─── READING PASSAGE
Antigenics, the developer of a personalized treatment to stimulate the immune system to fight tumors, is asking European regulators for permission to sell its vitespen (Oncophage) treatment for kidney cancer. It’s a big step for the New York-based company—which has 90 of its 98 employees in Lexington, MA—on its quest to be the world’s first to bring such a product to a wide market of patients.
The move comes six months after Antigenics (NASDAQ: [[ticker:AGEN]]) won clearance to market the immune stimulator in Russia, the first market where the drug is approved for sale. The company is now asking European regulators to do the same, even though its main clinical trial supporting the product failed to reach its primary goal. Antigenics made a case in Russia that although the trial of 604 patients failed to lower the risk of relapse after kidney tumors were surgically removed, it did help 60 percent of people stay in remission longer if they had an intermediate risk of recurrence.
That sort of “subset analysis” of patients is generally considered a “fishing expedition” by the FDA, and isn’t good enough to win approval here in the States. Antigenics hopes to get its treatment cleared in Europe through what’s known as “conditional approval,” a European Union regulatory provision introduced in April 2006 that provides patients access to new drugs when no satisfactory treatment option is readily available, Antigenics says. More than 60,000 people were diagnosed with kidney cancer in EU member countries in 2004 and about half that many died, the company says. Antigenics had three meetings with European regulators to sort through the options before it decided to go ahead and ask for approval, says spokesman Sunny Uberoi.
“This application represents a major achievement in the development of Oncophage, and if approved, will be the first therapeutics cancer vaccine to receive a marketing license from the European agency,” said Garo Armen, Antigenics’ CEO, in a statement.
──────
─── DATASET EXCERPTS
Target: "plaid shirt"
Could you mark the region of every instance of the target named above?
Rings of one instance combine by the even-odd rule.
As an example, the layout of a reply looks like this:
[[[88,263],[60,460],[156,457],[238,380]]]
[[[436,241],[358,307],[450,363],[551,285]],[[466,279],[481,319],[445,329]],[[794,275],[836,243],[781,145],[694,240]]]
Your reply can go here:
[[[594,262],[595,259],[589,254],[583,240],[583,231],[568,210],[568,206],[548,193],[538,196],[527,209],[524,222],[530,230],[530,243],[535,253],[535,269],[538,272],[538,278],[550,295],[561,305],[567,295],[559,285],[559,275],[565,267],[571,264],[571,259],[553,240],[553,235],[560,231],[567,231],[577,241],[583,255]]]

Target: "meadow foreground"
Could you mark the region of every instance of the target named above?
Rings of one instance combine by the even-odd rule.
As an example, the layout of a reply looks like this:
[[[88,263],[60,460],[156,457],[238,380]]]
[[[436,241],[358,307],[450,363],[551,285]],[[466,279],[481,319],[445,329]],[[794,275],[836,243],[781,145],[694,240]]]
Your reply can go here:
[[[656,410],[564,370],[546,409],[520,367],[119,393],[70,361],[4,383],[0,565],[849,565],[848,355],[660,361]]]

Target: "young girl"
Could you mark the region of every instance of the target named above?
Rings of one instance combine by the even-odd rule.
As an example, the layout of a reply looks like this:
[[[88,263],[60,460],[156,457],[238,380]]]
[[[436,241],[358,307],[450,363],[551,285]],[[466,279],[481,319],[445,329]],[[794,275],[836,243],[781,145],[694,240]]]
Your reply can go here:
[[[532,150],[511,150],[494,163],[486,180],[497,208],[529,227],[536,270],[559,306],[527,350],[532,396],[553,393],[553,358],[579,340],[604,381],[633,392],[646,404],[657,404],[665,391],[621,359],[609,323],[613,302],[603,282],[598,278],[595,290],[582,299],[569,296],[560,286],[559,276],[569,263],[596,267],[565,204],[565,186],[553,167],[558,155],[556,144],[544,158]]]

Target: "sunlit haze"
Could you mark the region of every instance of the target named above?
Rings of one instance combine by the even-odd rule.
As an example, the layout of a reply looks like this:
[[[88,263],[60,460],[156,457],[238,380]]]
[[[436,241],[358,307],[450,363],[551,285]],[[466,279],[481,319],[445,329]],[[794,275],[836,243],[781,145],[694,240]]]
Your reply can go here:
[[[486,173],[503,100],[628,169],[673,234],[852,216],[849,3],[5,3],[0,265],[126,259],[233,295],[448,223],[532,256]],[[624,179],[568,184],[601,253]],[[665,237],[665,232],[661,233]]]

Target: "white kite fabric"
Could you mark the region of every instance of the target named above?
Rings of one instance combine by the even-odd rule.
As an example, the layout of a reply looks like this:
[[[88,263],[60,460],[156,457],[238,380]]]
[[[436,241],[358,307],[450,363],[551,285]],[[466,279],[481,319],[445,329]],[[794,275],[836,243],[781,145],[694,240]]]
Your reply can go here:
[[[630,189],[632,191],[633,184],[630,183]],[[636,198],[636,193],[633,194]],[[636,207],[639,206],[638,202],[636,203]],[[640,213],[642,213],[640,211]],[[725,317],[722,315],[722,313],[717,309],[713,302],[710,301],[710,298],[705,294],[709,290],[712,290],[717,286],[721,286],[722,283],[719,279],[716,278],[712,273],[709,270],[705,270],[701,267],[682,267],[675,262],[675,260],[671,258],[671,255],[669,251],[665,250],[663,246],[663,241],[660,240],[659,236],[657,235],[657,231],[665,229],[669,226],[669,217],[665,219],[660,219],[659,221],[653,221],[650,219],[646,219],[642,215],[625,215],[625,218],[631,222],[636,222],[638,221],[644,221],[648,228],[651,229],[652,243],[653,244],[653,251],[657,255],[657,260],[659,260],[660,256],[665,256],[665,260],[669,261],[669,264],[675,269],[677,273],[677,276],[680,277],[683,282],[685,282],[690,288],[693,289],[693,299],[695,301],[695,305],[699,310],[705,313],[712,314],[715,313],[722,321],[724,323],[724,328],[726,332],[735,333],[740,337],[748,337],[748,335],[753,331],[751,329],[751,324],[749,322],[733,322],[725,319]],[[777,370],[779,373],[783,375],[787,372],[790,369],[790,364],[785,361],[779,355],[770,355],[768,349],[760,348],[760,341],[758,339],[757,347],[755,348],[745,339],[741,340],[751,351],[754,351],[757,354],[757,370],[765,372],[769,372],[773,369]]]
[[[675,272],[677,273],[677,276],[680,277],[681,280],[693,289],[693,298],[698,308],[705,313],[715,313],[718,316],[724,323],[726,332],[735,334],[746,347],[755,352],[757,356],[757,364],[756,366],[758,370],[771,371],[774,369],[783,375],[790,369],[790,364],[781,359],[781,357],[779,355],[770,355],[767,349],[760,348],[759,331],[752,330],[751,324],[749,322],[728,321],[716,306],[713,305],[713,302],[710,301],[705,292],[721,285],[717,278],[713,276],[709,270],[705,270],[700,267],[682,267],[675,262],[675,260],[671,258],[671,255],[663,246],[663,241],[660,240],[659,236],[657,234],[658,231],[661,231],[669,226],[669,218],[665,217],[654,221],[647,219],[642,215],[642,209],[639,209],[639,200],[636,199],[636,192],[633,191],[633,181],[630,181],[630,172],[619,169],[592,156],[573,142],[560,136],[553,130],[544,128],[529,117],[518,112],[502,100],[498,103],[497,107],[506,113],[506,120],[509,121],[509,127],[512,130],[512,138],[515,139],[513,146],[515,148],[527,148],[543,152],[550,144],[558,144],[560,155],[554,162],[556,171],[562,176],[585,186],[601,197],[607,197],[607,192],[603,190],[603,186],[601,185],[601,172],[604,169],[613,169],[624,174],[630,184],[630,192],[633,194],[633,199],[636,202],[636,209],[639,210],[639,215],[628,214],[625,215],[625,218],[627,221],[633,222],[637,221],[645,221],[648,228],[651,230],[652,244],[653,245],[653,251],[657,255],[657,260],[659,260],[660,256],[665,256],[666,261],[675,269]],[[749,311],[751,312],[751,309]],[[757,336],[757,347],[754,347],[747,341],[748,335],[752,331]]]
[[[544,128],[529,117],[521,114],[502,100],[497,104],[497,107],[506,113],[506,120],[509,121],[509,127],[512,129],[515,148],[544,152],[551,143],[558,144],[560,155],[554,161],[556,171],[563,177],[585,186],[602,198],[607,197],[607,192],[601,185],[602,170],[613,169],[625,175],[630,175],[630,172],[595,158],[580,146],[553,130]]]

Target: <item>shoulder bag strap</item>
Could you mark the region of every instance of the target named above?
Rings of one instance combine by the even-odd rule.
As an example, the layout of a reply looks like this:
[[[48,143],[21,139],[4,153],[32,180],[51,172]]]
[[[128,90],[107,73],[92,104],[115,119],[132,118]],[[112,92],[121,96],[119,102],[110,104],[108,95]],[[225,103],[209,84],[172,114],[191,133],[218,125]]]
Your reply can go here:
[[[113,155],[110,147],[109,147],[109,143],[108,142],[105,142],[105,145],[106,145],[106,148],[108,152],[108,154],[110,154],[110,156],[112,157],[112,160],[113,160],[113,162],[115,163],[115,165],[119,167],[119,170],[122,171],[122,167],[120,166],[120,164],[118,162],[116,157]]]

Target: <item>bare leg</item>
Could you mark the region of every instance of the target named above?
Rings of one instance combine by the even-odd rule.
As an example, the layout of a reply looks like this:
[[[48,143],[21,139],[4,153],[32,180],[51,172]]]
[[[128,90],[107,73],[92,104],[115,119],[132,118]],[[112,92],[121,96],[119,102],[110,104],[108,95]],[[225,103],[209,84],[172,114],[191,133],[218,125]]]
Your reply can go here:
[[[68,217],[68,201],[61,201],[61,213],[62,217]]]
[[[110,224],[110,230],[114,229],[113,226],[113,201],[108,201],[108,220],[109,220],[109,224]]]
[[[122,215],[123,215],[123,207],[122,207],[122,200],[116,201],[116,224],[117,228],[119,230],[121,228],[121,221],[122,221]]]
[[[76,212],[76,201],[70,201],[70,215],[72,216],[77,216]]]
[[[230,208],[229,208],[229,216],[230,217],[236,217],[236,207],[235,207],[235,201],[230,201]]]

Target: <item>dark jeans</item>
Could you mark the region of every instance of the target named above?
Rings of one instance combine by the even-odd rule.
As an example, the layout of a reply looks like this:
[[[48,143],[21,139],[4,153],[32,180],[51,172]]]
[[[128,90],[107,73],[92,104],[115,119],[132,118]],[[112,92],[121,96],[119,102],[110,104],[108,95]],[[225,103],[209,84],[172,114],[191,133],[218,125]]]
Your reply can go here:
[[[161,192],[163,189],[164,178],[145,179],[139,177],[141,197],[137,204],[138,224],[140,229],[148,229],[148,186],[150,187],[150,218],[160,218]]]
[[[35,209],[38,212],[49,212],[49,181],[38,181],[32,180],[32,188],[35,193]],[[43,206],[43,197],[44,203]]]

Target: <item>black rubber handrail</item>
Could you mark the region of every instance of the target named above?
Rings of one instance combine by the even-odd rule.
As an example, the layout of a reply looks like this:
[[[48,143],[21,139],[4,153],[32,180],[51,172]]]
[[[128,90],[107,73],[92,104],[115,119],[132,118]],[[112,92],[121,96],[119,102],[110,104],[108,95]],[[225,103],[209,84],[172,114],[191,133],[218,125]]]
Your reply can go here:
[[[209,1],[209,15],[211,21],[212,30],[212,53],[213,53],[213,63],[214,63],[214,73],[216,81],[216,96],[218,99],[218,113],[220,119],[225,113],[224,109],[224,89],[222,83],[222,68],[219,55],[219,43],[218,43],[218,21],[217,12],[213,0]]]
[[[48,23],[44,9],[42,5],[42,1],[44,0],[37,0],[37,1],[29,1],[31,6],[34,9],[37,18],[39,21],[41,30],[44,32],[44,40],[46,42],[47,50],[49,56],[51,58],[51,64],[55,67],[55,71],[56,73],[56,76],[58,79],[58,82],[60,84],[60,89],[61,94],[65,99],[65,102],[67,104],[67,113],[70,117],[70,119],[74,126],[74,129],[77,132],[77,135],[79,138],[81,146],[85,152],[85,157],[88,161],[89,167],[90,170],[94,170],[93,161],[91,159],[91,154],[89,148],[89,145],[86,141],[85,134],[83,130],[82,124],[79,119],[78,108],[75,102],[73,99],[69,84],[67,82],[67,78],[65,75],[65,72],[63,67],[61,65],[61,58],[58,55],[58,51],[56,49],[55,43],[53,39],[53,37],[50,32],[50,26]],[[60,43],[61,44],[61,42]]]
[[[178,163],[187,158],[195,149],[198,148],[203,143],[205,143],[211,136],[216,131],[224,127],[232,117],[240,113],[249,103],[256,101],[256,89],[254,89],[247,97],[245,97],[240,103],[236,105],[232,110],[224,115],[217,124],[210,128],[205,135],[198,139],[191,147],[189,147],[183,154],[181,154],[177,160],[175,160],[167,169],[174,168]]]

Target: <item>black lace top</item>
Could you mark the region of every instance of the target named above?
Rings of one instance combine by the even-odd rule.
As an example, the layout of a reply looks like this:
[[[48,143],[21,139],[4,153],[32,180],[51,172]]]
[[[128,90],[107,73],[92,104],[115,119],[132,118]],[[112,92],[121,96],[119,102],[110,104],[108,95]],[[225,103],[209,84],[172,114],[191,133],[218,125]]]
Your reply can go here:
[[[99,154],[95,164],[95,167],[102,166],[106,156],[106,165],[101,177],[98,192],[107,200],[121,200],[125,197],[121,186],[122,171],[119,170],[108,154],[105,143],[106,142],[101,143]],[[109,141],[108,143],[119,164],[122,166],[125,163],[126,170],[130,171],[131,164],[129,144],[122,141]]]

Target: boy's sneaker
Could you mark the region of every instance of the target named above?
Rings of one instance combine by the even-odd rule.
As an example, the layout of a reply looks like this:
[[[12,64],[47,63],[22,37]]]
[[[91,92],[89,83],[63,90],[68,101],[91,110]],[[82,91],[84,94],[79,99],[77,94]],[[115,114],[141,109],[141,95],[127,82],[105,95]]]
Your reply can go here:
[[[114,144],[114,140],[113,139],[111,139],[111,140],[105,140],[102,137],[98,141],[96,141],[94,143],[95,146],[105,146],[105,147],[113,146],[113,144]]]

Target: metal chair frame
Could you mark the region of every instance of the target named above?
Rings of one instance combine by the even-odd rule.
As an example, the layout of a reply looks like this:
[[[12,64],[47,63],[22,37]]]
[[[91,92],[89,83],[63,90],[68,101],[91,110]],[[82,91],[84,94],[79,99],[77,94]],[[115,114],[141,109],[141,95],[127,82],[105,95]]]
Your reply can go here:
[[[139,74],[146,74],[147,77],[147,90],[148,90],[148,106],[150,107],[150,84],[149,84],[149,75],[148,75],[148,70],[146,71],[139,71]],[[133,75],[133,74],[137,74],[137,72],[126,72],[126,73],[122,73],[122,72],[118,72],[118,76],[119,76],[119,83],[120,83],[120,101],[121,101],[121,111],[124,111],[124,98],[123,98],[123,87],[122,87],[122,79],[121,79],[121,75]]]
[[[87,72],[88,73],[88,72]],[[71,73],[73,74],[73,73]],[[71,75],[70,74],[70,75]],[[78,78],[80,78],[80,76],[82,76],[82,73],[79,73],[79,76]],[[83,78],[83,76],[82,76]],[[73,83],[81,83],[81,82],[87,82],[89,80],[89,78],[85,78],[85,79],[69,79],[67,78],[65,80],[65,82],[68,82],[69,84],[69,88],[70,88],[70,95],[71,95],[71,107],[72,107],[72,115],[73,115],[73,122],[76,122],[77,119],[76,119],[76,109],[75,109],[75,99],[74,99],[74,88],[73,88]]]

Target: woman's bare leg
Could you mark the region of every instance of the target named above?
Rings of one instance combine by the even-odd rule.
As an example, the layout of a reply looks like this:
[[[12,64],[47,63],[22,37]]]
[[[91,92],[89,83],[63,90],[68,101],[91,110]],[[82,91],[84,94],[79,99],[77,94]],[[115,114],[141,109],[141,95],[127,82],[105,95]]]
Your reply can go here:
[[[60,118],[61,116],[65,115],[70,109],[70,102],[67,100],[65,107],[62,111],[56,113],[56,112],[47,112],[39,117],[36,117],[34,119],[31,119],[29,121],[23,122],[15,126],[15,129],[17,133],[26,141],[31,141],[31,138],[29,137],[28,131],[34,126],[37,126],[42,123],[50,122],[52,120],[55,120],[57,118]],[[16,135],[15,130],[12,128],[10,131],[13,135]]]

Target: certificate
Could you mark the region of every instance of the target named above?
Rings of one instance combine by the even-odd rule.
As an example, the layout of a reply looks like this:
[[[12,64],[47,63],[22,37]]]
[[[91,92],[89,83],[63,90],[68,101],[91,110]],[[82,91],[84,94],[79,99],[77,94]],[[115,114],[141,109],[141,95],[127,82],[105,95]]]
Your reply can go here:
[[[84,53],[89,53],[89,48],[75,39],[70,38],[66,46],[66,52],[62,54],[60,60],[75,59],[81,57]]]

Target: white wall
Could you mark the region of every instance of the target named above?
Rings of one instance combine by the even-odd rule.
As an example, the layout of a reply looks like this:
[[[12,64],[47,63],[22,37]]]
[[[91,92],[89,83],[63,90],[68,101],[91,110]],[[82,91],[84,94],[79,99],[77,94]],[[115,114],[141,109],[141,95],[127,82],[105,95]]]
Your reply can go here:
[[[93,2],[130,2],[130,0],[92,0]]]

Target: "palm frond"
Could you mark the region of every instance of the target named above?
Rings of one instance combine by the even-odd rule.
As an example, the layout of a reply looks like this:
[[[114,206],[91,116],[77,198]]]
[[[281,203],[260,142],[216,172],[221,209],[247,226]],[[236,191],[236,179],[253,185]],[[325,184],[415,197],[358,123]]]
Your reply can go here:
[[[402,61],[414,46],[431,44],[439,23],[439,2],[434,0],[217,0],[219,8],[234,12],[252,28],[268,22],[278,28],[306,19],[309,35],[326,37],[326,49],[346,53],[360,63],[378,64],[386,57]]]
──────
**STUDY QUESTIONS**
a - Reproduce the section of the Antigenics article that opens with the words containing "The move comes" and closes with "risk of recurrence.".
b - Sum up the Antigenics article in two sentences.

**EXPECTED RESULTS**
a -
The move comes six months after Antigenics (NASDAQ: [[ticker:AGEN]]) won clearance to market the immune stimulator in Russia, the first market where the drug is approved for sale. The company is now asking European regulators to do the same, even though its main clinical trial supporting the product failed to reach its primary goal. Antigenics made a case in Russia that although the trial of 604 patients failed to lower the risk of relapse after kidney tumors were surgically removed, it did help 60 percent of people stay in remission longer if they had an intermediate risk of recurrence.

b - Antigenics, the developer of a personalized treatment that stimulates the immune system to fight tumors, is asking European regulators for permission to sell its vitespen (Oncophage) treatment for kidney cancer, six months after it won clearance to market it in Russia. Although its main trial of 604 patients failed to reach its primary goal, the company hopes to win "conditional approval," a European Union provision that gives patients access to new drugs when no satisfactory treatment option is readily available.